##### DATA IN THIS EXERCISE #####

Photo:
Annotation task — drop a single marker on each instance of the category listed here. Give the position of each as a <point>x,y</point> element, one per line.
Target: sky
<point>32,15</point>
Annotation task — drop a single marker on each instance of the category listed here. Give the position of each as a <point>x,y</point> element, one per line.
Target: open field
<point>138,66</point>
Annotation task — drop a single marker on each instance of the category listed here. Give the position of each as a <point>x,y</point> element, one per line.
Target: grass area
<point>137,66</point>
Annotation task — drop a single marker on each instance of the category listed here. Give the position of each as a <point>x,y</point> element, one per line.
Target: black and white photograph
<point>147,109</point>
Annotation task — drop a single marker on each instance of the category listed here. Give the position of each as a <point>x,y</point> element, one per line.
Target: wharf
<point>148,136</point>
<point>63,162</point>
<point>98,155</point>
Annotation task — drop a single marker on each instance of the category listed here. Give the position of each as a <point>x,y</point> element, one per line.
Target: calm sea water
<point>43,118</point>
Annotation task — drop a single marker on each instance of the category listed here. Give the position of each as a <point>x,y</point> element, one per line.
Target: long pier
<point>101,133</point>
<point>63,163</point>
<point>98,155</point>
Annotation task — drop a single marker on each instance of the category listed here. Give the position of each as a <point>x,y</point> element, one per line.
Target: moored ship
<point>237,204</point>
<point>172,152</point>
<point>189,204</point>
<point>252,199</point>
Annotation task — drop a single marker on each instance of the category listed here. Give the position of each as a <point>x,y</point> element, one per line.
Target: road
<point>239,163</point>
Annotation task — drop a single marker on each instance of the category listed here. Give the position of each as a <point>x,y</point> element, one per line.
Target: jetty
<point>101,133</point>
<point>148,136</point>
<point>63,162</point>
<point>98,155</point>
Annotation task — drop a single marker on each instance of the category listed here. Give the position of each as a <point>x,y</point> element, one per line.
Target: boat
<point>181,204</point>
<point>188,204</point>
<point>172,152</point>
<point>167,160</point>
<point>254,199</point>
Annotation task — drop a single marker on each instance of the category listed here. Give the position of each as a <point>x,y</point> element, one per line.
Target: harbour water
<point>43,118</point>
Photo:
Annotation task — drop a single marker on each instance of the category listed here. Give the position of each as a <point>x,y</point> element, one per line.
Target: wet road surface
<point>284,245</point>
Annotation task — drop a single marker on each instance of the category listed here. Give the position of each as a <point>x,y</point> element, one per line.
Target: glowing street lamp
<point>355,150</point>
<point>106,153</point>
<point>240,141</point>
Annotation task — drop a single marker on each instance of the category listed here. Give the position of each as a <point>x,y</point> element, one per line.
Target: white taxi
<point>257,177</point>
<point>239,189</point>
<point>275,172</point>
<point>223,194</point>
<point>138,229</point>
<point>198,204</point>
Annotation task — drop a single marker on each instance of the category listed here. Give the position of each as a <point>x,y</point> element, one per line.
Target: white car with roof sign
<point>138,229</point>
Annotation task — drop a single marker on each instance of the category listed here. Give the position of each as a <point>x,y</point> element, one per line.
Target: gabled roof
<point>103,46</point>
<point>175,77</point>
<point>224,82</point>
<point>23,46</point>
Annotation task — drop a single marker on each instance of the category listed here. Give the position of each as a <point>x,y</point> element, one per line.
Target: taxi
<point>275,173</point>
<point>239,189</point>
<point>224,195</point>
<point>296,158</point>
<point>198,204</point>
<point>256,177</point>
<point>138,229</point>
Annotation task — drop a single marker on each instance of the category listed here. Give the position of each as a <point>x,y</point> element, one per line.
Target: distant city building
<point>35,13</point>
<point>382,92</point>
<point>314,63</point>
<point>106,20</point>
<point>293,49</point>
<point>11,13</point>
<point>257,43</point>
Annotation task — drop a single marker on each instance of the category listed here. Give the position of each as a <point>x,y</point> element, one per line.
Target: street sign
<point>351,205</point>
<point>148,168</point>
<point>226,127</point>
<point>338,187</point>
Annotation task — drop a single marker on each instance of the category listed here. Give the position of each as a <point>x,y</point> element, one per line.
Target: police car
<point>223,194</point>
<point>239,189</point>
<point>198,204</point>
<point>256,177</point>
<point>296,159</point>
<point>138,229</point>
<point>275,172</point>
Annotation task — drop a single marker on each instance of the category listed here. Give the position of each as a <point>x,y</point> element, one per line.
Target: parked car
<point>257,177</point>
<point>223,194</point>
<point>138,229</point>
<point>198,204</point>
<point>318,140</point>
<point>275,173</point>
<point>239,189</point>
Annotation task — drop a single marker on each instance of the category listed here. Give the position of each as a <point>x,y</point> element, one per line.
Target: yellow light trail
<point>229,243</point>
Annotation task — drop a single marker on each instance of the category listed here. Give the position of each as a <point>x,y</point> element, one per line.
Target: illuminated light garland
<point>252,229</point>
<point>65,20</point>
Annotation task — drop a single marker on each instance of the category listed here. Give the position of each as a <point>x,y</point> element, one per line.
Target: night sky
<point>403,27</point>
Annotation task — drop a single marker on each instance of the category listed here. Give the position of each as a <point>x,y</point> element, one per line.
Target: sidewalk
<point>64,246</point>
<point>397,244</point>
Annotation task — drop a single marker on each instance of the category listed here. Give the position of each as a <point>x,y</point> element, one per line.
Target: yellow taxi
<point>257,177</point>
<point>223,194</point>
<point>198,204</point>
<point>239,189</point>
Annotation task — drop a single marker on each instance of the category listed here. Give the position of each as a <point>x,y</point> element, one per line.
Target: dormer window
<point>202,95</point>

#####

Write out the whole listing above word for word, leaving nothing out and changing nothing.

• WRITTEN RESPONSE:
Photo:
Annotation task — drop a single marker on each instance of the category listed here. Give the position of each as a <point>x,y</point> element, one per line.
Target: sky
<point>32,15</point>
Annotation task — drop a single marker on each instance of the category listed here. Give the position of each as a <point>x,y</point> element, one per line.
Target: open field
<point>138,66</point>
Annotation task — drop a single marker on each instance of the category listed here. Give the position of each as a <point>x,y</point> element, one per line.
Target: grass area
<point>137,66</point>
Annotation task — drop a single marker on each instance of the category listed here. Give the position of each as a <point>x,y</point> element, one per line.
Target: black and white photograph
<point>147,109</point>
Annotation task — drop a single marker on each instance of the category listed here. Give the position of each as a <point>x,y</point> element, one per line.
Target: wharf
<point>148,136</point>
<point>63,162</point>
<point>98,155</point>
Annotation task — drop a single marker on each instance of the category listed here. Give the position of each as a <point>x,y</point> element, one per line.
Target: calm sea water
<point>43,118</point>
Annotation task — drop a single marker on each instance of the category listed here. Give the position of each as a <point>x,y</point> element, one per line.
Target: long pier
<point>101,133</point>
<point>63,163</point>
<point>98,155</point>
Annotation task — drop a single marker on each instance of the category listed here. Give the position of each as a <point>x,y</point> element, one per line.
Target: moored ship
<point>237,204</point>
<point>172,152</point>
<point>189,204</point>
<point>252,199</point>
Annotation task — drop a single marker on each instance of the category listed here. Give the position of each as a <point>x,y</point> element, one per line.
Target: road
<point>239,163</point>
Annotation task — drop a single marker on each instance of the category listed here. Give the position of each as a <point>x,y</point> element, one per line.
Target: jetty
<point>101,133</point>
<point>148,136</point>
<point>63,162</point>
<point>98,155</point>
Annotation task — drop a single marker on each instance of the category listed here. Give the position of each as a <point>x,y</point> element, one per line.
Target: boat
<point>181,204</point>
<point>188,204</point>
<point>172,152</point>
<point>167,160</point>
<point>254,199</point>
Annotation task — drop a single marker on each instance of the category listed here. Give the position of each as a <point>x,y</point> element, one per line.
Target: harbour water
<point>43,118</point>
Photo:
Annotation task — drop a single marker on each instance of the category listed here. Give the position of each as a <point>x,y</point> element, one per line.
Target: wet road surface
<point>284,245</point>
Annotation task — drop a single marker on each instance of the category listed here. Give the position of each as a <point>x,y</point> element, one per line.
Target: glowing street lamp
<point>355,150</point>
<point>106,153</point>
<point>240,141</point>
Annotation task — drop a single marker on each instance of the category listed here. Give the position of each as a <point>x,y</point> element, one per line.
Target: white taxi
<point>257,177</point>
<point>239,189</point>
<point>275,172</point>
<point>223,194</point>
<point>138,229</point>
<point>198,204</point>
Annotation task — drop a single marker on each instance of the category listed here. Give the position of each as a <point>x,y</point> element, one per line.
Target: white car with roof sign
<point>138,229</point>
Annotation task — drop a single marker on each instance of the category listed here. Give the position of each as a <point>x,y</point> element, one per line.
Target: gabled roof
<point>103,46</point>
<point>175,77</point>
<point>224,82</point>
<point>23,46</point>
Annotation task — drop a single marker on each instance of the category listed here. Give the position of each as a <point>x,y</point> element, one per line.
Target: taxi
<point>275,173</point>
<point>239,189</point>
<point>224,195</point>
<point>296,158</point>
<point>198,204</point>
<point>256,177</point>
<point>138,229</point>
Annotation task — drop a single marker on each instance of the category listed here. Give the position of each as a <point>x,y</point> element, one per line.
Target: distant city building
<point>35,13</point>
<point>382,92</point>
<point>314,63</point>
<point>106,20</point>
<point>293,49</point>
<point>11,13</point>
<point>257,43</point>
Annotation task — drop a single marker on each instance of the category listed here. Give the position of each as a <point>x,y</point> element, one per line.
Target: street sign
<point>351,205</point>
<point>148,168</point>
<point>226,127</point>
<point>338,187</point>
Annotation task — drop a single marker on each instance of the category listed here. Give the position of each as a <point>x,y</point> element, one per line.
Target: police car
<point>223,194</point>
<point>239,189</point>
<point>198,204</point>
<point>256,177</point>
<point>296,159</point>
<point>138,229</point>
<point>275,172</point>
Annotation task — drop a single marker on each instance of the category listed here. Give the position of each as a <point>x,y</point> element, one per line.
Target: parked car
<point>257,177</point>
<point>223,194</point>
<point>138,229</point>
<point>198,204</point>
<point>318,140</point>
<point>275,173</point>
<point>239,189</point>
Annotation task — drop a single marker on each instance of the category listed here. Give the position of each as a <point>x,y</point> element, one per line.
Target: yellow light trail
<point>229,243</point>
Annotation task — drop a single marker on each instance of the category listed here. Give the position of each as a <point>x,y</point> element, one per line.
Target: illuminated light garland
<point>252,229</point>
<point>65,20</point>
Annotation task — drop a single marker on each instance of the category listed here. Give the position of each as a <point>x,y</point> element, one per line.
Target: night sky
<point>403,27</point>
Annotation task — drop a single marker on each instance of the category listed here. Give the position of each as a <point>x,y</point> element, one per line.
Target: sidewalk
<point>64,246</point>
<point>397,244</point>
Annotation task — drop a single marker on each instance of the category listed here. Give the position of each as a <point>x,y</point> element, one per line.
Target: yellow taxi
<point>257,177</point>
<point>223,194</point>
<point>198,204</point>
<point>239,189</point>
Annotation task — drop a single marker on each instance of the category listed here. Give the position of each as a <point>x,y</point> element, one per line.
Target: dormer window
<point>202,95</point>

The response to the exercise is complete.